**PROBLEMS:**
1) In the debate post, why does Adomnan say nothing resembling Lutheranism ever grew in Eastern Orthodox soil?
2) Write the next part of the debate post, starting after its last line.

NOTE: All of the accounts of conversations I post like these are done with permission from my debating partner.
I like debating with people who have very different views than mine. For several months now, I have been debating with a very articulate “New Perspective” Roman Catholic going by the name Adomnan at Dave Armstrong’s blog here.
We seem to be at opposite poles. Here is one of the things he said to me during our debate:
Both Augustine and Luther were attempting to interpret Paul. Augustine was correct (contra the Pelagians) in teaching that, for Paul, Christian righteousness is a gift, because it is a new and higher life, a sharing in the nature of God. He was wrong about using Paul’s polemic against the Law and works of the Law as an argument against the Pelagians. Luther’s take is basically a misinterpretation/exaggeration of Augustine with certain important innovations, too far removed from the real Paul in context to have anything to do with the Apostle’s authentic teachings. Luther was possible only because of Augustine. His thought never would have grown directly out of Paul. That’s why nothing resembling Lutheranism ever grew in Eastern Orthodox soil, which has Paul but no Augustine. (His name is known, but his teachings largely ignored.)
Let me try to sum up our debate in a bit of a nutshell:
Adomnan says that
“[the] Judaizers believed that adhering to the Jewish religion was necessary to attain and retain the grace of God. The works of the Law were the rites, especially circumcision, that made one Jewish, circumcision being the initiatory sacrament of Judaism, as baptism is for Christians. Paul did not think Gentiles needed to become Jews, which is why he focused on the Law (Jewish religion) and the works of the Law (Jewish sacraments) as something to be avoided. On the other hand, he saw value in what he called the dikaiomata or righteous requirements of the Law, interpreted by Christ, as positive ideals embodying love (the “law of Christ”). That’s why Paul could write that love fulfilled the Law.
Thus, Paul had an ambiguous attitude to the Law (the Jewish religion). He admired its ideals, which he saw fulfilled in Christianity, but he rejected it as a way of life, at least for Gentiles. Essentially, it was part of the old world, now superseded by the new age that the Resurrection ushered in….”
My position is the following: The Judaizers missed that circumcision, which pointed to Christ and faith, was a shadow that had fallen away now that the reality had come. Why did they miss this? Because circumcision to them was not something that God had given them to point to Christ, but was a work that they did in order to attain and retain the grace of God. In other words, the Judaizers, probably inadvertently, were trying to be justified not by God’s grace in Christ but by the actions/doings they performed, and therefore, Paul tells them that if they want to be justified that way they must keep the whole law Law – all rites, precepts, commands, etc. (particularly Sinai – see Exodus 19-24 and Hebrews 12:18-24)” – “doing”!
Here is how Adomnan responds to my position:
You are setting up a dichotomy that is foreign to Paul’s thought. I have pointed out that “hearing of faith” is less passive than you suggest, because it’s a way of saying what Paul also calls the “obedience of faith.” The “works of the Law” that are set against this hearing/obedience are Jewish rites, circumcision first and foremost — not “doing” in general or even “doing the Law” in particular. After all, Paul says in Rom 2 that “doers of the Law” will in fact be justified: one of the few — the only? — places where doing (poiein) and the Law are joined.
Thus, for Paul:
1) “doing works/works of the Law” = doing Jewish rites, particularly circumcision.

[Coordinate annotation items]
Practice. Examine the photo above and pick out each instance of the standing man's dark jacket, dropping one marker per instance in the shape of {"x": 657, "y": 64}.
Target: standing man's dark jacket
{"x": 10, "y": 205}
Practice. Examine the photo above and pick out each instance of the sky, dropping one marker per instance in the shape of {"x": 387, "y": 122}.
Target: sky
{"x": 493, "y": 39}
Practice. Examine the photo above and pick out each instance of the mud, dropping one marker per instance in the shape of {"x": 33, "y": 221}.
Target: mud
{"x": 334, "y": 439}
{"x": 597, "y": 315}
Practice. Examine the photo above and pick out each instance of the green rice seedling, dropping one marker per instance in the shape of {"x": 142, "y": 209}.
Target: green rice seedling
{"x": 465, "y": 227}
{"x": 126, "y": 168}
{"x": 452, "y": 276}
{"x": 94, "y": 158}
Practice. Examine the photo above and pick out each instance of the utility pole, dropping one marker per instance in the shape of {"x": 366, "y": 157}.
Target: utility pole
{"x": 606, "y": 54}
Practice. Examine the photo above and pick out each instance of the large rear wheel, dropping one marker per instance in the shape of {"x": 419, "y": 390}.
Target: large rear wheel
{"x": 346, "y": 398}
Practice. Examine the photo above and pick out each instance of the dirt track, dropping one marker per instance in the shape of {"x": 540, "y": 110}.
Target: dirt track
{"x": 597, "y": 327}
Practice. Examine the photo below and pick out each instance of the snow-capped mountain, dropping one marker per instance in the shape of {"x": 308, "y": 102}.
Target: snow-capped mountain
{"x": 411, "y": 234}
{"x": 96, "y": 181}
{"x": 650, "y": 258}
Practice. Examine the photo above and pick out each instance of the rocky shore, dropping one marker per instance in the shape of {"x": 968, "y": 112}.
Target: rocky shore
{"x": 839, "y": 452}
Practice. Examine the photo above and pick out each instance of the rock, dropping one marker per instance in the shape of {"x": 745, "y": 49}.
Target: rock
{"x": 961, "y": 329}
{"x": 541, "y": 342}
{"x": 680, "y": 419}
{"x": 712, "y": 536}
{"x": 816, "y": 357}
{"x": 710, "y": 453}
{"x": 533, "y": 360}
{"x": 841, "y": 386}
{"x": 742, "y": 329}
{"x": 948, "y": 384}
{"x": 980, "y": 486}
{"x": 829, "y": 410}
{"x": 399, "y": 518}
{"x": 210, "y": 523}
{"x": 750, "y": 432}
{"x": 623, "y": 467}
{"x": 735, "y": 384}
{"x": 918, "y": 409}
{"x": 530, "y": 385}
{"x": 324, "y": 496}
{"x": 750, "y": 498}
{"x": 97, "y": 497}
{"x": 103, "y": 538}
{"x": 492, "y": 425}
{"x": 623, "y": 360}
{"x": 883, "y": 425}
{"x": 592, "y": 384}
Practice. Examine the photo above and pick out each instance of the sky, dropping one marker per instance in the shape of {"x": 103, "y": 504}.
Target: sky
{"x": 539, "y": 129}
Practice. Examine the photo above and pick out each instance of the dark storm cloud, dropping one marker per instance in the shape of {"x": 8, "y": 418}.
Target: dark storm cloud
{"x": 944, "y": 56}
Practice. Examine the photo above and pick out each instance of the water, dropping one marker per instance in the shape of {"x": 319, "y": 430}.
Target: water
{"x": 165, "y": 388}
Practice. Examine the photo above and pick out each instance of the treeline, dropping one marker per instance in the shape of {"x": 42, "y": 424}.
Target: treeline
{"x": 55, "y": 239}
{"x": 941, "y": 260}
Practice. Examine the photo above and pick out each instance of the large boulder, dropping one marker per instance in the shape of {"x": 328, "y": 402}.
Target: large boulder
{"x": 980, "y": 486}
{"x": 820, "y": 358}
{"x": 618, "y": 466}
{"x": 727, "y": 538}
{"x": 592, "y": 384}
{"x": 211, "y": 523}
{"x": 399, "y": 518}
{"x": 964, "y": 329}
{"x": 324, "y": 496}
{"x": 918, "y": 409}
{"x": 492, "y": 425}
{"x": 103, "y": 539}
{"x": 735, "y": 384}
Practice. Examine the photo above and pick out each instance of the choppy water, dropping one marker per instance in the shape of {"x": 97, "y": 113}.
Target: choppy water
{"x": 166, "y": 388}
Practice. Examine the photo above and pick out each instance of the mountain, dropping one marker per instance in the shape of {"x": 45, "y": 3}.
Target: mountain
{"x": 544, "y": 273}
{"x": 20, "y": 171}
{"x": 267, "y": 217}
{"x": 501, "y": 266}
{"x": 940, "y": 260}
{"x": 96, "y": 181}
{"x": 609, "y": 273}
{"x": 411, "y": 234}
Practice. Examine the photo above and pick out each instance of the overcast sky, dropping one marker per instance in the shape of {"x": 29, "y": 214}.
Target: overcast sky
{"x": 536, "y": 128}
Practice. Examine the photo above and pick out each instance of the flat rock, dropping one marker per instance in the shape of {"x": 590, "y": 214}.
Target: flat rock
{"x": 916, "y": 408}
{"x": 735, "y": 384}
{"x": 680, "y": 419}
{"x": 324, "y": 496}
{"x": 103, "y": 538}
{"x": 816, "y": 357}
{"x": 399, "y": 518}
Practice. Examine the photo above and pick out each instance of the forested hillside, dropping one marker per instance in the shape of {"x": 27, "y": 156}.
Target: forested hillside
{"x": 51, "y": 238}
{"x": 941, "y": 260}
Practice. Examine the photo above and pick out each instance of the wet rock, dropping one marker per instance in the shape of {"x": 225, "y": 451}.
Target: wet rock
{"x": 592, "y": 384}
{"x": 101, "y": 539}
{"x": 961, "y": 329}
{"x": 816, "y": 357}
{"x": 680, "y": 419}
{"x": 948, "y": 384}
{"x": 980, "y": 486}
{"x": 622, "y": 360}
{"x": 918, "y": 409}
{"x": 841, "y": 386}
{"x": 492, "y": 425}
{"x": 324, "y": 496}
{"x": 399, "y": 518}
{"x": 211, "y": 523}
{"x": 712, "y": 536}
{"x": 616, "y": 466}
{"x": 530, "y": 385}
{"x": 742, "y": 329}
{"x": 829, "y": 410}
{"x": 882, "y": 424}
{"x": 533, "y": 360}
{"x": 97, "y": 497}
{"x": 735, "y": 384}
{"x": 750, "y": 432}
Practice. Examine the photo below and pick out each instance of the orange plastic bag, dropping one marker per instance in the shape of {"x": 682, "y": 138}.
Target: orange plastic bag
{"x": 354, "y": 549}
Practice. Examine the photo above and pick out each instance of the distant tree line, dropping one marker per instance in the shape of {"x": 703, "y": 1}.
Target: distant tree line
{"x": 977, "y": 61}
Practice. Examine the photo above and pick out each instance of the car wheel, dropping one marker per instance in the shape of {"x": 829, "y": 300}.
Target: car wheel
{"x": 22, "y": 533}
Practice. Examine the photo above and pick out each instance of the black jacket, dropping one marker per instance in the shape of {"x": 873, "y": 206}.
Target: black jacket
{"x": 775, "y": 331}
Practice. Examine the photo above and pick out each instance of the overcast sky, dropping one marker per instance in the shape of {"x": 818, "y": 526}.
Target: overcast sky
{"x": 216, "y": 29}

**TASK-BY-TASK ANSWERS:**
1) Because Eastern Orthodoxy has Paul but no Augustine.

2)
2) “doing the Law” = doing the dikaiomata/righteous requirements of the Law.”
This is why Paul says one can be justified by doing the Law, but not by doing the works of the Law.
I’m not saying that Paul pushed doing over receiving. I am saying that this tension between activity and passivity that you see in Paul is not there at all. It never enters Paul’s mind. “You don’t need to practice Judaism” is not the same thing as “You don’t need to do anything.”
So my new question for Adomnan in the debate is whether he thinks there is such a thing as passive faith/righteousness at all (see Psalm 22: 9,10 and here as well: http://www.extremetheology.com/2006/06/infant_faith_a_.html ). In our life of faith, we certainly commit to God and decide for Him – but is this the only kind of faith?
I had said of the unbeliever: “They (think they) *deserve* God’s mercy because their good outweighs their bad, or because their good combined with their ‘sincere repentance’ outweighs their bad.”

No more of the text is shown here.